→ TASK INSTRUCTIONS
Would you output the entries below only from the line containing "sunlight in the image above." through the line containing "marble column in the image above.", exactly as they stand and with both ends included?

→ Dataset records
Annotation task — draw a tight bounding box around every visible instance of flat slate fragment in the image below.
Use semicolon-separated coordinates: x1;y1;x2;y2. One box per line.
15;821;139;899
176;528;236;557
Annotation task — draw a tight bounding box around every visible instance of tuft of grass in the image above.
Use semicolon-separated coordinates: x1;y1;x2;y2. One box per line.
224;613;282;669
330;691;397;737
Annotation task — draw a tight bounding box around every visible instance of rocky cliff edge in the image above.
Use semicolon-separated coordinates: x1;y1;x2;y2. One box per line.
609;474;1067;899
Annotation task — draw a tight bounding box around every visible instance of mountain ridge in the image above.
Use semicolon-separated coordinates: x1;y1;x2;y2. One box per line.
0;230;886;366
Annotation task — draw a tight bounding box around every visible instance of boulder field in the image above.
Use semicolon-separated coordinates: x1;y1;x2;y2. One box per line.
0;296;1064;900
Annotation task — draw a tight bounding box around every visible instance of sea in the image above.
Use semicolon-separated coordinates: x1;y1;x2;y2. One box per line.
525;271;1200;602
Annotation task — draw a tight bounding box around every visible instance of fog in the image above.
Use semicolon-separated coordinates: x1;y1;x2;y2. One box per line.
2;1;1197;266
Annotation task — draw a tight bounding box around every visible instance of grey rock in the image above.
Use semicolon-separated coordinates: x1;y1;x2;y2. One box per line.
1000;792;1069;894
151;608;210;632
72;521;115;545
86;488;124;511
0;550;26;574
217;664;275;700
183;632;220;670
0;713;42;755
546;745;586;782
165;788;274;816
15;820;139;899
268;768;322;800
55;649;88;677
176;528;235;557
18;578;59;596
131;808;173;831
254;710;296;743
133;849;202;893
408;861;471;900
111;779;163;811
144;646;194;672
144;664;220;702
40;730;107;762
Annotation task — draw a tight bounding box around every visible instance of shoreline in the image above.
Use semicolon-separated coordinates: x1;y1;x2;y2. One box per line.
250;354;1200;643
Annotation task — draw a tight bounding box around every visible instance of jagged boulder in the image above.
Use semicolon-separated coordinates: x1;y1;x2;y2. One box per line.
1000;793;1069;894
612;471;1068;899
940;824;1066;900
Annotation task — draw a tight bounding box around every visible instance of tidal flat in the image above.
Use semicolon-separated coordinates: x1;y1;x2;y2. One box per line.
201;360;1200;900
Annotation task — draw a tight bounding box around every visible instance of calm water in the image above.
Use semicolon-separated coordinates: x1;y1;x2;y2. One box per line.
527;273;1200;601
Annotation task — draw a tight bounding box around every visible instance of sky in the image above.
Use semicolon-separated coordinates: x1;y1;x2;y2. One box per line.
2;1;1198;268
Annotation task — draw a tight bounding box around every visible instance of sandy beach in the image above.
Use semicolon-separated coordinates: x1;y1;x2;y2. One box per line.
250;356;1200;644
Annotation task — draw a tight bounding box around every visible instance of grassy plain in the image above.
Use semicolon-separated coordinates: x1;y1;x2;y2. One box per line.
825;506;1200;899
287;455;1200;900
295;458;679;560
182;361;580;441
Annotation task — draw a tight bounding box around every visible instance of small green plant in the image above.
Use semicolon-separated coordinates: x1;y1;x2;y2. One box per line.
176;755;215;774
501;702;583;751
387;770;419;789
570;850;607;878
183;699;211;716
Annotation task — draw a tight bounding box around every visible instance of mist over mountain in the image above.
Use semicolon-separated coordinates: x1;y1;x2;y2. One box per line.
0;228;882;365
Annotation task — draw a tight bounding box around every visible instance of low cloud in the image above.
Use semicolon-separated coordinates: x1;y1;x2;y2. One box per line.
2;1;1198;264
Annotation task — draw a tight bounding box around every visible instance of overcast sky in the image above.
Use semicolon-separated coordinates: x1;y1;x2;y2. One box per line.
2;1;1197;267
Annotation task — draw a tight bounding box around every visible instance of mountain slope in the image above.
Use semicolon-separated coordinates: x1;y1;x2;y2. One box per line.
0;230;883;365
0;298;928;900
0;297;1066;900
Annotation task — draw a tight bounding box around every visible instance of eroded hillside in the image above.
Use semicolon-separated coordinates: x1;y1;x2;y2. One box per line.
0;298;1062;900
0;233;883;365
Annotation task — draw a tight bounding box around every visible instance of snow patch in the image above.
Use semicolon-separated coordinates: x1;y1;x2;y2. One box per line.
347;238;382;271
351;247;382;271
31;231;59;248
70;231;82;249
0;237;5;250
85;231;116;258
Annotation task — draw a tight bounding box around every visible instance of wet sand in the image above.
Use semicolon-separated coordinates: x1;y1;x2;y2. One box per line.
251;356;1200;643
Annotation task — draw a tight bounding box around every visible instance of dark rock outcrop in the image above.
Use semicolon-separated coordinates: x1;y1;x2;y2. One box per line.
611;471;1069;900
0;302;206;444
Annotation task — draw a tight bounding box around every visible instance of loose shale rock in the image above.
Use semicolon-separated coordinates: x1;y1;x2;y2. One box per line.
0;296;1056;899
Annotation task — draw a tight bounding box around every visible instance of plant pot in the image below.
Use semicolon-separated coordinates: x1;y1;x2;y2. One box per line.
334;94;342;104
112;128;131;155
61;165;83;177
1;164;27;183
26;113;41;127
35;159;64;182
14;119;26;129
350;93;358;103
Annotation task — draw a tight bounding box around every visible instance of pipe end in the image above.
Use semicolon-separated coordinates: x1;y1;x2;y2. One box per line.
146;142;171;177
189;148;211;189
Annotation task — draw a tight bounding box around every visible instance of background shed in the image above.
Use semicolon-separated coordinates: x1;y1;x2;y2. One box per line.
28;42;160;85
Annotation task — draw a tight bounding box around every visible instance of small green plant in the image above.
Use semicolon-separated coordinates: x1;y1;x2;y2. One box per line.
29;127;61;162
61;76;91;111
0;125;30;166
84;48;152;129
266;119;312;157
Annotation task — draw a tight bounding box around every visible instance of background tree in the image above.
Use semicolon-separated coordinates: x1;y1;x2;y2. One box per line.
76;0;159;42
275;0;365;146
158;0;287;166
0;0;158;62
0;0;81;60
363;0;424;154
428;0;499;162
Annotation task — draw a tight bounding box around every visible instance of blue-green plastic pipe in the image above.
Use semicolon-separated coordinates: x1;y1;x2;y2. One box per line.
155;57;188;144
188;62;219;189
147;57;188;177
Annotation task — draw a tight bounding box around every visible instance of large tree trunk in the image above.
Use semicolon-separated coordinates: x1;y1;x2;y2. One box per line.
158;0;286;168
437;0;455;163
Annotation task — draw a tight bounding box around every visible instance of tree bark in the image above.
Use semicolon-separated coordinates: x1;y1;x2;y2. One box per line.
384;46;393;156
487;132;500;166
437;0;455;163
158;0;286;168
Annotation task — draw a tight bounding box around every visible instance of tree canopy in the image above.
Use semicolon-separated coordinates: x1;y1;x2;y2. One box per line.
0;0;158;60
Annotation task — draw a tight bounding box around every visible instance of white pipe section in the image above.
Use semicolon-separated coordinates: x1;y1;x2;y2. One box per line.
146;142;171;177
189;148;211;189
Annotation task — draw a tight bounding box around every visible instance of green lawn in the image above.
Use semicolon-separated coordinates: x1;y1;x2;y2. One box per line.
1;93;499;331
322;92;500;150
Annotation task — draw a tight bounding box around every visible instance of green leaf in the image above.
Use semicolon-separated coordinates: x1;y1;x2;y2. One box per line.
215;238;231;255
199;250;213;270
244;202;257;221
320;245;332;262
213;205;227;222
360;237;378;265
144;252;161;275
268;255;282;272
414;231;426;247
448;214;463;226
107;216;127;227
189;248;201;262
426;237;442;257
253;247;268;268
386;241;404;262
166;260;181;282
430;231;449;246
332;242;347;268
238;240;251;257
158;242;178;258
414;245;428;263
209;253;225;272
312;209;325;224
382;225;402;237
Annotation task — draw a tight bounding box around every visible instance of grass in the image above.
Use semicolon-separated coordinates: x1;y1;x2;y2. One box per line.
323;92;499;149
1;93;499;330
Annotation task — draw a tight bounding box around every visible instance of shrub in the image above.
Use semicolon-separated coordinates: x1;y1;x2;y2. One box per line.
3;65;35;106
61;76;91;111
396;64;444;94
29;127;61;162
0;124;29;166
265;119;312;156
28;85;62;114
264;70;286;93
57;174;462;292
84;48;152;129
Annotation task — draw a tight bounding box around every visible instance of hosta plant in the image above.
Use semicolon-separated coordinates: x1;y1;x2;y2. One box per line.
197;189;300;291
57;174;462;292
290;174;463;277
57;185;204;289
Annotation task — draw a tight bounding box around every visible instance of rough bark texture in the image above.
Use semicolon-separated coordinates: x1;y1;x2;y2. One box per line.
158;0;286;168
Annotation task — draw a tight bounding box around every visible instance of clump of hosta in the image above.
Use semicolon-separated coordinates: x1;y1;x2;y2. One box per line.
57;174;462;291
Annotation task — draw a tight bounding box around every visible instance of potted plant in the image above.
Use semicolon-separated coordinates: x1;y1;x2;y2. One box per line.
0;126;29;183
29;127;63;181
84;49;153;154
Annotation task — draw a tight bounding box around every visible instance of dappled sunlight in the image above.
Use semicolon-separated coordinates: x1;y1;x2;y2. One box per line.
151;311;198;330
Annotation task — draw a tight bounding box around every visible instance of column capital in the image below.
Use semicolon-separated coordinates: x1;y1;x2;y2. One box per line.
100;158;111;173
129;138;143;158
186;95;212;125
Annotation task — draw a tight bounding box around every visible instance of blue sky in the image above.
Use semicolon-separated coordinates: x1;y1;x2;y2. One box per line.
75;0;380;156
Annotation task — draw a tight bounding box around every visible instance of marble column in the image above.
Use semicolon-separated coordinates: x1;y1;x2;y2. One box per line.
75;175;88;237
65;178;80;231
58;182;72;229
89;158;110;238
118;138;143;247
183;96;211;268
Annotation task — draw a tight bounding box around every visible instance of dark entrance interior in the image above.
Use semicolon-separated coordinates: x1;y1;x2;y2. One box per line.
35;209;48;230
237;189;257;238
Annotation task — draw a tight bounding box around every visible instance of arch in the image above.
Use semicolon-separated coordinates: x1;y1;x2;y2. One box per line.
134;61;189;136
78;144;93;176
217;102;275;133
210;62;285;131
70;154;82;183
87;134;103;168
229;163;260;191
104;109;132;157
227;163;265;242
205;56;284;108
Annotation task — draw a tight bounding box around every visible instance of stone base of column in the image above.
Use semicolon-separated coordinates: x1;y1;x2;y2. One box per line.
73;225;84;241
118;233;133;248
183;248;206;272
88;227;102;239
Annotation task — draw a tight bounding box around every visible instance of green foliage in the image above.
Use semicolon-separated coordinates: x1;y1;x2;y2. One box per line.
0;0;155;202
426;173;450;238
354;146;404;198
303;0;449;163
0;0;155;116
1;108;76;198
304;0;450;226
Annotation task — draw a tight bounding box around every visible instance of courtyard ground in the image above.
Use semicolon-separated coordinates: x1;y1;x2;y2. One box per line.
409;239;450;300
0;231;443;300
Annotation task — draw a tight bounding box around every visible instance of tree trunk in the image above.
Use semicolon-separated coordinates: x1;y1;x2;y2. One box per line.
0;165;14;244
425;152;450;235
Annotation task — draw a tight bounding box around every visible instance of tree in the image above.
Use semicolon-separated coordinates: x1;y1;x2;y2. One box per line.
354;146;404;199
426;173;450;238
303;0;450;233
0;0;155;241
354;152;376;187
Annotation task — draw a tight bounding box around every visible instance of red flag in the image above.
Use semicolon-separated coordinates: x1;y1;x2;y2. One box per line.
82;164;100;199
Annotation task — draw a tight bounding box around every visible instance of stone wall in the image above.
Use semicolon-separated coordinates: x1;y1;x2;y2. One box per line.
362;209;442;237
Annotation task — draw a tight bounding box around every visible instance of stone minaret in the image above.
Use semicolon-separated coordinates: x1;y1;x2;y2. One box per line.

→ WRITTEN SOLUTION
Annotation task — draw a tight bounding box around every visible instance of dappled sunlight in the image above.
Use semicolon-separated coordinates: x1;y1;x2;y2. One box per line.
151;311;198;330
Annotation task — draw a tight bounding box around every visible instance of column capital in the image below.
Use semicolon-separated coordinates: x1;y1;x2;y2. One box per line.
100;158;111;173
129;138;143;158
186;95;212;125
Annotation task — draw a tight bounding box around every visible instance of blue sky in the image above.
Use semicolon-separated coordinates: x1;y1;x2;y2. One box per line.
75;0;380;156
Annotation task — draw a tight bounding box around every visible instance of marble column in the image above.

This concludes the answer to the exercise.